> Input records
^^^^^^^^

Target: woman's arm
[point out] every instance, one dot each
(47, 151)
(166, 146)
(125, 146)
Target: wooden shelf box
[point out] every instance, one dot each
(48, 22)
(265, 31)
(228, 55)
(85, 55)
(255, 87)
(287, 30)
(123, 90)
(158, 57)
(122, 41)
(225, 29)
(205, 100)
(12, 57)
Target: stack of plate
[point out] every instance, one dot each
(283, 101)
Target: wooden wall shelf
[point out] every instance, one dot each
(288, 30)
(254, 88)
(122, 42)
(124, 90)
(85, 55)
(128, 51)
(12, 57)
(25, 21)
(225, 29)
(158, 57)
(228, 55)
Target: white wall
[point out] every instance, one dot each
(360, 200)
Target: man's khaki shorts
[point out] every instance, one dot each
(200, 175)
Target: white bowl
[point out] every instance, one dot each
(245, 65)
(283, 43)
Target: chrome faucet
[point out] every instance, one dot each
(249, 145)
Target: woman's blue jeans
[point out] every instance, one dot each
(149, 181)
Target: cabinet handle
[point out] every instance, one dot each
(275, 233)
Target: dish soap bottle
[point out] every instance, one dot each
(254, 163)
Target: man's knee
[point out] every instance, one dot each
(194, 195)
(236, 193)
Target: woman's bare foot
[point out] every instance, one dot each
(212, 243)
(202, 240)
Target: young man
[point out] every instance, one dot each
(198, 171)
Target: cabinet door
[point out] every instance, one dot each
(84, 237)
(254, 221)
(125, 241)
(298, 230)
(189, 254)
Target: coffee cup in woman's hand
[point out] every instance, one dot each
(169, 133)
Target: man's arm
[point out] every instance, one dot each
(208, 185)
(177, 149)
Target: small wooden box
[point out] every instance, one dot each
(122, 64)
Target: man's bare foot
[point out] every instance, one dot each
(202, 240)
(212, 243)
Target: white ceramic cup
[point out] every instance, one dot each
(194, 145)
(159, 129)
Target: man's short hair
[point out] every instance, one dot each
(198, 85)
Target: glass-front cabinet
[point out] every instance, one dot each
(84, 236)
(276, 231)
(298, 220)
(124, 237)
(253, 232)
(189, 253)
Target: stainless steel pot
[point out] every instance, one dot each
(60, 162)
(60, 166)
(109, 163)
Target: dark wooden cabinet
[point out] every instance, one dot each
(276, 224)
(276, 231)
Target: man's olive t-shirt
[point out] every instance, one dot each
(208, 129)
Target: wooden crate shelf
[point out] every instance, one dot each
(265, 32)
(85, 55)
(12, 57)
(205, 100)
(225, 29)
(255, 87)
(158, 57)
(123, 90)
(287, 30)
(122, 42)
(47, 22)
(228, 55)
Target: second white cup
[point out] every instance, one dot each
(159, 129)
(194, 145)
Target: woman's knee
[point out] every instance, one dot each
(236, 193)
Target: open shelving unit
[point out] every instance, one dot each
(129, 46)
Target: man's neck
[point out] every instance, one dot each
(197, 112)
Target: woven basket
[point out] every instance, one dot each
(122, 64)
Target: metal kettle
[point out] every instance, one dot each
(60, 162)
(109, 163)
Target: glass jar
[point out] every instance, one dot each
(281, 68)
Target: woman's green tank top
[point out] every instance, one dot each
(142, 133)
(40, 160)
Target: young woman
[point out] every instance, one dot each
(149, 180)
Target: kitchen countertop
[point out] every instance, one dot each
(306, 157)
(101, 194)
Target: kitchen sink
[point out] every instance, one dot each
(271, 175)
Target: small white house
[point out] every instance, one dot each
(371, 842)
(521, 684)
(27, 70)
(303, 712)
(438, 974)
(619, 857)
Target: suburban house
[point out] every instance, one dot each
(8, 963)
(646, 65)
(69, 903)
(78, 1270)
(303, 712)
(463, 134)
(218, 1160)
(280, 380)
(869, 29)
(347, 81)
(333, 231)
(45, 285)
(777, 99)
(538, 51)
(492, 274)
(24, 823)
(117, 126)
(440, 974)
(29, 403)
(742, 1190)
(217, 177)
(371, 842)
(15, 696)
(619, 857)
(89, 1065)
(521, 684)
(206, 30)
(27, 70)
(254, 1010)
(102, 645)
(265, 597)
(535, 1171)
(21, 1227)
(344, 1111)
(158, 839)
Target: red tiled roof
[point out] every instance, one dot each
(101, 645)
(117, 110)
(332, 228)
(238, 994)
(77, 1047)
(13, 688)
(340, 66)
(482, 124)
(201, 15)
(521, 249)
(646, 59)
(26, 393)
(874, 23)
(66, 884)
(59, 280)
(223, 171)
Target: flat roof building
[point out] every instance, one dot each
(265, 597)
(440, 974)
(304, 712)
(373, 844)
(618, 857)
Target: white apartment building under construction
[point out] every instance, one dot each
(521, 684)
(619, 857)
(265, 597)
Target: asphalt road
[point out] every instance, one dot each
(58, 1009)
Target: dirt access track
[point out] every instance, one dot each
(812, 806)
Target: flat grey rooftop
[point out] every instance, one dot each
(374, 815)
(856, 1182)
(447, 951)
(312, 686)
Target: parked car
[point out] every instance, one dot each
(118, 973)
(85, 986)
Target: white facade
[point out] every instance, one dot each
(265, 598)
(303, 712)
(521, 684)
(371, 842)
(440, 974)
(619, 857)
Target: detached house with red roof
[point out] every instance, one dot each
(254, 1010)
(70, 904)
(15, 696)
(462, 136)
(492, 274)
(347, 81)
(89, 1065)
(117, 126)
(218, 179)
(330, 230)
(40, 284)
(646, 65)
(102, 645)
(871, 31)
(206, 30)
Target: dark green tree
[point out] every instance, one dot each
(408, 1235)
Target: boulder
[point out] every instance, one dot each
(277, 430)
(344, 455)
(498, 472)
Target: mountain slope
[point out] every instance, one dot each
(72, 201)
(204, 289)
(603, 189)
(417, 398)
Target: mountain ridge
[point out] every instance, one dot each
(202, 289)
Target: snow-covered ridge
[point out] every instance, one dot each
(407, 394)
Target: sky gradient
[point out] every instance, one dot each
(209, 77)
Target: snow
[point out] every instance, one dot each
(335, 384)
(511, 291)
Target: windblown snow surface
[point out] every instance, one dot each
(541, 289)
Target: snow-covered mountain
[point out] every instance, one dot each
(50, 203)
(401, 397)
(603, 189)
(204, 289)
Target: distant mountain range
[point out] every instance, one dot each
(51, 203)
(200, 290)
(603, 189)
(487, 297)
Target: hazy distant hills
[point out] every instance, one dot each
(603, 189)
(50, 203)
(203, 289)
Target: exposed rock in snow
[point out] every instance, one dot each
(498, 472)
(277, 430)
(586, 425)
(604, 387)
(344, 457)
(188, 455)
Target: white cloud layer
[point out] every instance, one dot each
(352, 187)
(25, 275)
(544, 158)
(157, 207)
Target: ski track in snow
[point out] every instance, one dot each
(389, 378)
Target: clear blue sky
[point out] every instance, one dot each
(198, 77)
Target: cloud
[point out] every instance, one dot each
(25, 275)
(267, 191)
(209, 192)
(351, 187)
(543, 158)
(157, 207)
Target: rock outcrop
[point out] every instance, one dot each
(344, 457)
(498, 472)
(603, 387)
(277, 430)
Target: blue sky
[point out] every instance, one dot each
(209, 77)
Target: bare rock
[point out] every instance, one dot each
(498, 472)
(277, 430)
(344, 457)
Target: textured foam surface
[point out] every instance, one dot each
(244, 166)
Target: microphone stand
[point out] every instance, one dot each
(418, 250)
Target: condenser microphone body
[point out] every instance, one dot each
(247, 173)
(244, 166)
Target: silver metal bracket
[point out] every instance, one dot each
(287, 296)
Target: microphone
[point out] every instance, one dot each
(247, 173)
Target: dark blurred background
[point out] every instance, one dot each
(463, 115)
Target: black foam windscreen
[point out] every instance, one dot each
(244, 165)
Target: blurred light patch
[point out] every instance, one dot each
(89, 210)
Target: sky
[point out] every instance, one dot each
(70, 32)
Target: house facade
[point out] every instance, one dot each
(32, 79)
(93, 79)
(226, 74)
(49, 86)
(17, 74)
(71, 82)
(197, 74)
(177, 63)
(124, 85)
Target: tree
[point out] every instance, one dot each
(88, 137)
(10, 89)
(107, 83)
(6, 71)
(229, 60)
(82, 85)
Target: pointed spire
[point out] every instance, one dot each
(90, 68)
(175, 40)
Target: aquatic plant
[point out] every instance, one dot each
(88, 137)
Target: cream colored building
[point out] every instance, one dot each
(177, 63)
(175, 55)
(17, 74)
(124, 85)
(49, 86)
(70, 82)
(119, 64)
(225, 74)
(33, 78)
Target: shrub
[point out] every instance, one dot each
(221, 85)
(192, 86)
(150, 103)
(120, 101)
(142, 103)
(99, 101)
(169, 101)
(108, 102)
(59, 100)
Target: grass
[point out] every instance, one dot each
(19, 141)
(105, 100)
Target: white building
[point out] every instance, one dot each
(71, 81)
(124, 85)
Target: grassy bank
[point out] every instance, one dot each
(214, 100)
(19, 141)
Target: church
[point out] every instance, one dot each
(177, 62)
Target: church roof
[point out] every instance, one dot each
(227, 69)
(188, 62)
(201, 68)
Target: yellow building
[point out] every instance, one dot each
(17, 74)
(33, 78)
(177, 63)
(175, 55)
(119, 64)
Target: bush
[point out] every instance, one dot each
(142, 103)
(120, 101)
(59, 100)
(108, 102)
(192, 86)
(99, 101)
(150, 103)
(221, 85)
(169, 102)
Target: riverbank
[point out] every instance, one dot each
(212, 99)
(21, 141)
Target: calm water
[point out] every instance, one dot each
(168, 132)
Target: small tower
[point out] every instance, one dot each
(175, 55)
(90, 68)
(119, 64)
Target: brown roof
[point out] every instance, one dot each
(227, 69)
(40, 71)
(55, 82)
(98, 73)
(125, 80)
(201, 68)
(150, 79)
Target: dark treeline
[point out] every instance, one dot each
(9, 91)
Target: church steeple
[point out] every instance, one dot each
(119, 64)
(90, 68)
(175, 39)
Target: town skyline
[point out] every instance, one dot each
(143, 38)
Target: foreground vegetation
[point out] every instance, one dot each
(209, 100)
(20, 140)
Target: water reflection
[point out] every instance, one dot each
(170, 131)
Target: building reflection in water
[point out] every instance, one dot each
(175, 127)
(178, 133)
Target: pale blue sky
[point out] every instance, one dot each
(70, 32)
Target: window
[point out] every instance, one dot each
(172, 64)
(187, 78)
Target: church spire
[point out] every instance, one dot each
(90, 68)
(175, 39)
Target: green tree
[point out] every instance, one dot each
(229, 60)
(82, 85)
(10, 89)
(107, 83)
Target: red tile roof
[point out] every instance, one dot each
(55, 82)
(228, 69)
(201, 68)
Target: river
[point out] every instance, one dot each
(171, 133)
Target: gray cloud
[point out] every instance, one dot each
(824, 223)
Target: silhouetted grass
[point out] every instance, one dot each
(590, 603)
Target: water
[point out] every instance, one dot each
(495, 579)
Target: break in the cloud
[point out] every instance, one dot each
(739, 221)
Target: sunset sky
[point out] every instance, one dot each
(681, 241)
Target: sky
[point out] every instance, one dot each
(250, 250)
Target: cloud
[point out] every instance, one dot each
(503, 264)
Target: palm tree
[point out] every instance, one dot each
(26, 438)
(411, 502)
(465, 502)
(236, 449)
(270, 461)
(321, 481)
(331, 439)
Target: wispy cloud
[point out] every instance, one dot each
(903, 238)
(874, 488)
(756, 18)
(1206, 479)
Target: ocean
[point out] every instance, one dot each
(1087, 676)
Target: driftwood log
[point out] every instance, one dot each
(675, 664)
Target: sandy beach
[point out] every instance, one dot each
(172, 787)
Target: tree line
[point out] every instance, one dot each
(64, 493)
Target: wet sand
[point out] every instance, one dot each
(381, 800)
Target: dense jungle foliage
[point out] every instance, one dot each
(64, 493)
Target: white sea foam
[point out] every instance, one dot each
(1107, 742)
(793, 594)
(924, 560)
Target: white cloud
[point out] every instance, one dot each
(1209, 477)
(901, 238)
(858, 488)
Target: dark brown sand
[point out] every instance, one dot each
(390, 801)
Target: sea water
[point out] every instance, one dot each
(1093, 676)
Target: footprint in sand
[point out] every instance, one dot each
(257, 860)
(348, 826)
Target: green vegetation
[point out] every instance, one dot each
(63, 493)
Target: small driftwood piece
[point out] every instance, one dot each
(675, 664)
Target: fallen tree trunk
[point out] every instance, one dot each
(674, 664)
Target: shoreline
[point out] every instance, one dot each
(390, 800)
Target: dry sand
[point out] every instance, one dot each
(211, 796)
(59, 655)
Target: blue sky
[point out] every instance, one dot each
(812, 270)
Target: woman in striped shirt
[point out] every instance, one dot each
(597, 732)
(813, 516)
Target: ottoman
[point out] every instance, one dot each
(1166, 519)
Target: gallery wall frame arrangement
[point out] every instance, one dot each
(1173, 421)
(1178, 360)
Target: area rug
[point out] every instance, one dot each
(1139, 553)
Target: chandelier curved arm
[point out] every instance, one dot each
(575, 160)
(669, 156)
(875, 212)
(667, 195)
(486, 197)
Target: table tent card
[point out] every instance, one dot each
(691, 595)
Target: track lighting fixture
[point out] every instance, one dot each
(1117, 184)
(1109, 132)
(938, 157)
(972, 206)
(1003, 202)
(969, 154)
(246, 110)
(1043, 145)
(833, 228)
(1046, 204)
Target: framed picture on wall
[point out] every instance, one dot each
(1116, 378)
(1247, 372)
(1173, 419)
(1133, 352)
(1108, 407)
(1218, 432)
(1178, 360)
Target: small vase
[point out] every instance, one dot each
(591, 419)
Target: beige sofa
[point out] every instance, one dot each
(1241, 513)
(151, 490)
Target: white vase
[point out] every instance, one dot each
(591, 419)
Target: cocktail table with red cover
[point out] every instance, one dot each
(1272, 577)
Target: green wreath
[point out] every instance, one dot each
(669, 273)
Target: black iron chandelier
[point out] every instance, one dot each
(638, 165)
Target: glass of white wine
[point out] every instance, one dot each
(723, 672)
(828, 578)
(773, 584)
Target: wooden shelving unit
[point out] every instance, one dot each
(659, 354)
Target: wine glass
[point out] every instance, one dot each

^^^^^^^^

> Exercise directions
Working from the records above, write out verbatim only the lines from the line containing "Target: church steeple" through the line containing "Target: building reflection in water".

> Result of the task
Target: church steeple
[point out] every instance, one dot each
(119, 64)
(90, 68)
(175, 39)
Target: town skyline
[point out] every instance, one dot each
(143, 38)
Target: foreground vegetation
[point out] every instance, one dot each
(209, 100)
(20, 140)
Target: water reflection
[point out] every instance, one dot each
(170, 131)
Target: building reflection in water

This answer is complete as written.